Carry on the forum thread about what a V loves more than the beach in winter, picking up right after its last line.

- TEXT PASSAGE:
========================================================================

# Is there anything a V loves more...



## city_dog (Feb 16, 2012)

... than the beach in winter? LOL


----------



## tanners_mama (Sep 22, 2011)

Snow in the winter?!


----------



## Rudy (Oct 12, 2012)

;D


----------



## mswhipple (Mar 7, 2011)

Aspiring sled dog, minus the sled...


----------



## Ozkar (Jul 4, 2011)

Perhaps the lake in summer?


----------



## texasred (Jan 29, 2012)

Birds in the field?


----------



## GarysApollo (Nov 27, 2012)

Just the water period... Mine will try to swim in a five gallon bucket if there is water in it!


----------



## OttosMama (Oct 27, 2011)

Thanks City_Dog!

I think I will take Otto back to my favorite beach this weekend. We're supposed to have some mild weather and we haven't been back there since before this past summer. He has such a blast there! ;D


----------



## oliveJosh12 (Sep 10, 2012)

========================================================================

- RAW RECORDS:
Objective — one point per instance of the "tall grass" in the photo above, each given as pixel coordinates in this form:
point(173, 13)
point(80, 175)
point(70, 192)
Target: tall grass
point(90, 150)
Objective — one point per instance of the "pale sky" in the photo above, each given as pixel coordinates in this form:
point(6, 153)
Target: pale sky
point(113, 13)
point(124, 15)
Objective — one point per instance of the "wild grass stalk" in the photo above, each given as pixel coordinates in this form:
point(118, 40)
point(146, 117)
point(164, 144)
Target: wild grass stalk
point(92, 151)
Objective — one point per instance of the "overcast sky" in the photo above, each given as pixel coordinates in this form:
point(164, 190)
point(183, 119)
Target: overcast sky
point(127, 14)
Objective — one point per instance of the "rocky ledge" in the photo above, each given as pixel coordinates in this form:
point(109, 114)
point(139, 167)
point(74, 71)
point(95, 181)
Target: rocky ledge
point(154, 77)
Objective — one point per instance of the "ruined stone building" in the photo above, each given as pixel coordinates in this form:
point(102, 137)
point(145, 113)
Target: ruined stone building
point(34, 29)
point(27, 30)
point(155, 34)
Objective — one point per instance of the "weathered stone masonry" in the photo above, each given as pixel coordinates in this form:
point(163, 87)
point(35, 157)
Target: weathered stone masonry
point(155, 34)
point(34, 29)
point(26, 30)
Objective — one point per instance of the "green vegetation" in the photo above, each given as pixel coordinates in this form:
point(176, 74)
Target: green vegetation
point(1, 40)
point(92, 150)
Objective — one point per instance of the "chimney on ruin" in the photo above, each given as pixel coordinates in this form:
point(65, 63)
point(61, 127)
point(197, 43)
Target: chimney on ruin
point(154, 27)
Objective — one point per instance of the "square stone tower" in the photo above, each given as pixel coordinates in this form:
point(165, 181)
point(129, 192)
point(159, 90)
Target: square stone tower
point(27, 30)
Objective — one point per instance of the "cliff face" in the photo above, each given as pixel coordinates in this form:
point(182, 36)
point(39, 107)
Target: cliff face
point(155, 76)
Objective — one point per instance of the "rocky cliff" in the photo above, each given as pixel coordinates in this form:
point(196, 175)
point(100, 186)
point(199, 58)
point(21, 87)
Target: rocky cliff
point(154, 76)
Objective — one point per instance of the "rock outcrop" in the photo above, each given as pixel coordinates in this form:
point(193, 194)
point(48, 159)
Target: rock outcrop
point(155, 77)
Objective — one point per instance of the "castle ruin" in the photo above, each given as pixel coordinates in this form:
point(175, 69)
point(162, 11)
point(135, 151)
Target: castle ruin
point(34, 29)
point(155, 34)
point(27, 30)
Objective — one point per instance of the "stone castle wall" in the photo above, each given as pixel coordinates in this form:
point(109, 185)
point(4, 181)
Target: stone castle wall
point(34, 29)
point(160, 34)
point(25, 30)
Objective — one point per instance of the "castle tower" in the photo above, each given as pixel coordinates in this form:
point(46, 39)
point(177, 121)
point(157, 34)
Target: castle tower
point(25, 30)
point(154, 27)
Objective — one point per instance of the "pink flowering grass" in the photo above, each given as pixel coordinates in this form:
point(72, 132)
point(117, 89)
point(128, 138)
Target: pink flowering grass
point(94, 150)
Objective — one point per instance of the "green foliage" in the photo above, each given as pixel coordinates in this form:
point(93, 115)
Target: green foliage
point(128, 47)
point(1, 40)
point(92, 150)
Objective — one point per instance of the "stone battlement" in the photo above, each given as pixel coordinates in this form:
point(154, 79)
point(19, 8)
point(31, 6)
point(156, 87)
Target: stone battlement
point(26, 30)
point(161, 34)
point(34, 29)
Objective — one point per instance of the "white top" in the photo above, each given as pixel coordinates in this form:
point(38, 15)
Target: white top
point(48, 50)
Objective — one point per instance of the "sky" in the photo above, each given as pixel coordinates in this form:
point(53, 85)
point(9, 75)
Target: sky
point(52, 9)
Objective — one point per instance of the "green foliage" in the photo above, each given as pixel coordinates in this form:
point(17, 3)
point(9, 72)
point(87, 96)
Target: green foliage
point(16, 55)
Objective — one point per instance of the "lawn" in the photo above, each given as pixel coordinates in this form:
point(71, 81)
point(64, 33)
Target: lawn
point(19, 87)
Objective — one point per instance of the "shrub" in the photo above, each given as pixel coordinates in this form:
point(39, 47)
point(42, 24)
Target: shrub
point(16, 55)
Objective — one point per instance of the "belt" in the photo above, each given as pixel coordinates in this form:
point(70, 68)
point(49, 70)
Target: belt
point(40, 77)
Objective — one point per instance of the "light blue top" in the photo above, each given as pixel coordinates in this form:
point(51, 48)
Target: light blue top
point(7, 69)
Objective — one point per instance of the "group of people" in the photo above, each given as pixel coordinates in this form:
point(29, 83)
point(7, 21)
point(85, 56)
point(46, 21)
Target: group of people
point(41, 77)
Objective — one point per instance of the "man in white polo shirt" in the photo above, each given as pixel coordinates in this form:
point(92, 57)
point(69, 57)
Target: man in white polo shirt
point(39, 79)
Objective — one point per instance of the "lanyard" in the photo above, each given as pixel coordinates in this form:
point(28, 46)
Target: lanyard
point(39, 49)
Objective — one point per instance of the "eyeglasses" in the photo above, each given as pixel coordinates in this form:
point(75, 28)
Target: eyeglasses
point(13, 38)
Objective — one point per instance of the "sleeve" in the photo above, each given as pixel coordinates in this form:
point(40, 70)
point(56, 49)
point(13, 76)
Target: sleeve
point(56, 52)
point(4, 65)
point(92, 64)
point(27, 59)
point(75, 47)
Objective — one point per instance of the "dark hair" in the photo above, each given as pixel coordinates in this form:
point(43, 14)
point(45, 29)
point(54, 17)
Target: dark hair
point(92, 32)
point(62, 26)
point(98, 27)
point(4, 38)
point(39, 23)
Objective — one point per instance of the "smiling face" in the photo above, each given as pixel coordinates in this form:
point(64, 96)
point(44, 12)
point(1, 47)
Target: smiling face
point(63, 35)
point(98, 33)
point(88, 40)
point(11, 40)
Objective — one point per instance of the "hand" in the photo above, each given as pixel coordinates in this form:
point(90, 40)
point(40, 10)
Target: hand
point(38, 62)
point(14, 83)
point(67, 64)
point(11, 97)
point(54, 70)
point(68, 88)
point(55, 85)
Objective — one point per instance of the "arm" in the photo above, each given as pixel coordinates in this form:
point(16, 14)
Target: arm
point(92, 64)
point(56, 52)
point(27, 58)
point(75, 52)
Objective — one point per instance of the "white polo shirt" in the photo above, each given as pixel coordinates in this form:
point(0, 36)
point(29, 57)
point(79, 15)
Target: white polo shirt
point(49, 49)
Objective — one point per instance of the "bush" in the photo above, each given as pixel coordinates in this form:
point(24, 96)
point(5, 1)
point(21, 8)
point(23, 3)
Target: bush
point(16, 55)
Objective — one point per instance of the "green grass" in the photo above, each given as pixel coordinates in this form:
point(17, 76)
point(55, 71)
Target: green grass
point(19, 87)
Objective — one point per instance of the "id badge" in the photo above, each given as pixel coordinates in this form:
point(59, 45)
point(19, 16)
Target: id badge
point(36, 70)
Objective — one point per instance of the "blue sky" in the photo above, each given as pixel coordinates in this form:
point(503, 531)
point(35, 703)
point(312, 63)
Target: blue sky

========================================================================

- THE RESULT:
Being in bed with mum??


----------



## threefsh (Apr 25, 2011)

Lounging on the couch?


----------



## R E McCraith (Nov 24, 2011)

PIKE loves drive thru windows that give treats - he knows everyone in our town that does


----------



## Ozkar (Jul 4, 2011)

*Re: Re: Is there anything a V loves more...*



R said:


> PIKE loves drive thru windows that give treats - he knows everyone in our town that does


Haha.......pavlovs dog......Astro starts salivating when we pull up at Muz Buz.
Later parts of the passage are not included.